▸ **Document**

Navigate Incident Management Like a Pro: MyFitnessPal's Sr. Director of Engineering Shares Insider Strategies with Lee Atchison
How much time are engineering teams spending on incidents?
Are you trying to set your engineering team free to do their best work? Read our new case study to learn how Blameless can help you do that.

7 Ways Tagging Incidents Can Teach You About System Health

Emily Arnott
|
7.12.2022

One of the most powerful ways to prepare for future incidents is to study and learn from patterns in past incidents. Blameless Reliability Insights highlights these patterns for you, with out-of-the-box dashboards that automatically collect and present all types of statistical information about your incidents.

To supplement the data automatically collected from the incident, you have the ability to freely tag incidents with any useful information for now or in the future – for example, tagging which products are impacted by an incident. For any tag, your dashboard can present reports on:

  • How frequently that tag occurs
  • How severe incidents with that tag are
  • How often that tag occurs alongside another tag
  • And much more!

List of Tags Shown in the Retrospective Details

But what sort of tags should you use? Of course, the answer depends on your organization – every team will have a set of tags that best suit them. As your system grows and changes, the parts of incidents that are most relevant will change too. We’ll get you started with seven categories of tags that are often helpful.

{{download-module}}

1. Service area affected

What it is: when an incident occurs, you can tag which parts of your service were affected. You can tag any part of the service that suffered an outage, a slowdown, a loss of data, or any other disruption to your services.

Example tags: area-checkout, area-login, area-comments, etc.

Why it’s useful: if a particular service area keeps experiencing incidents, it suggests that faulty code within that service area could be the cause. This information can help you prioritize bug fixing. You can also understand your customers’ experience better: if one feature is consistently up, and another frequently down, you can better craft SLIs to reflect what your users expect from your service.

2. Contributing factors

What it is: while investigating the incident and building a retrospective, an important step is completing a contributing factor analysis. This will expose the systemic factors that allowed the incident to happen, and guide you to making changes to prevent it from happening again. You can tag your incidents with these contributing factors to see patterns in what frequently causes issues.

Example tags: factor-database, factor-serveroutage, factor-configurationerror, etc.

Why it’s useful: seeing what sort of factors frequently cause incidents can help you prioritize making things more resilient. If many high severity incidents are caused by server outages, it’s a clear sign that you need to investigate upgrading to more reliable servers.

▸ **Records provided**

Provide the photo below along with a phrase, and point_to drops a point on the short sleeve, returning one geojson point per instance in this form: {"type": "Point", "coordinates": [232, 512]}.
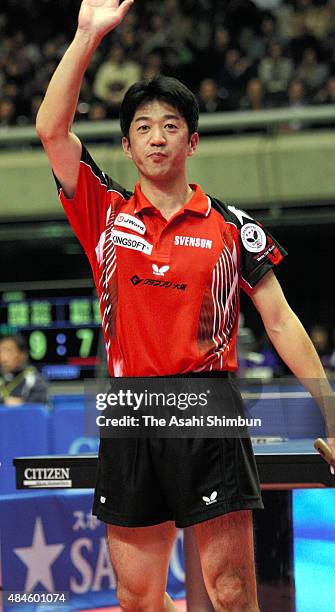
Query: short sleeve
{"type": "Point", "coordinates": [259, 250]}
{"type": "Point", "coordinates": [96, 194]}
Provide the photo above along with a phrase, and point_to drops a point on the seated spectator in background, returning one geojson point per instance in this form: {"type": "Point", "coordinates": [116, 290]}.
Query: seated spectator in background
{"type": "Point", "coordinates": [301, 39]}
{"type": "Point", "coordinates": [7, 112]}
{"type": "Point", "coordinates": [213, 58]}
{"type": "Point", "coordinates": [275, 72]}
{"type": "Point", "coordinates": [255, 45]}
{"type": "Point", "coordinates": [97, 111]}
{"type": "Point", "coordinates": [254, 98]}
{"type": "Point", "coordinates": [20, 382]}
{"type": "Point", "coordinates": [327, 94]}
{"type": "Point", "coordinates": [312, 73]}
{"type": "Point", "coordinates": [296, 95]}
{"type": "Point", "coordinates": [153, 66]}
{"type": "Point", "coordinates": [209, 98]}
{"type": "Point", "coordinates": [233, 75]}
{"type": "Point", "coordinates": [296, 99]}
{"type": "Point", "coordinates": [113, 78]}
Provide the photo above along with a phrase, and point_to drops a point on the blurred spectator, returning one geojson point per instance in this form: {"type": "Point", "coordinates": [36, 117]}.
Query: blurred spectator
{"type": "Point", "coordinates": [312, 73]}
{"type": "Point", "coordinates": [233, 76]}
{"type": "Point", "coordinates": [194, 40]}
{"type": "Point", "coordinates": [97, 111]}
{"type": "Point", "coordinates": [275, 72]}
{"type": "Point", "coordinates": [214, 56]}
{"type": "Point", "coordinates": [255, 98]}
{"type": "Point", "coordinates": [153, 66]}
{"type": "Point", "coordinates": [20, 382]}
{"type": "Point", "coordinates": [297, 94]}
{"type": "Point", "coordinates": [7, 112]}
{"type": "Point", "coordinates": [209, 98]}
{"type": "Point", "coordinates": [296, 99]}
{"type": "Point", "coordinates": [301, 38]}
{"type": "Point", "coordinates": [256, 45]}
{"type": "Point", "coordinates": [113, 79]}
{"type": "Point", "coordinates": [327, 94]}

▸ **Tasks for this exercise**
1. From the incident tagging article, list every example tag it gives.
2. According to the incident tagging article, what does a contributing factor analysis expose?
3. Reproduce the passage of the incident tagging article that begins with the words containing "List of Tags" and ends with "are often helpful.".

▸ **Answers to the problems**
1.
- area-checkout
- area-login
- area-comments
- factor-database
- factor-serveroutage
- factor-configurationerror

2. The systemic factors that allowed the incident to happen.

3.
List of Tags Shown in the Retrospective Details

But what sort of tags should you use? Of course, the answer depends on your organization – every team will have a set of tags that best suit them. As your system grows and changes, the parts of incidents that are most relevant will change too. We’ll get you started with seven categories of tags that are often helpful.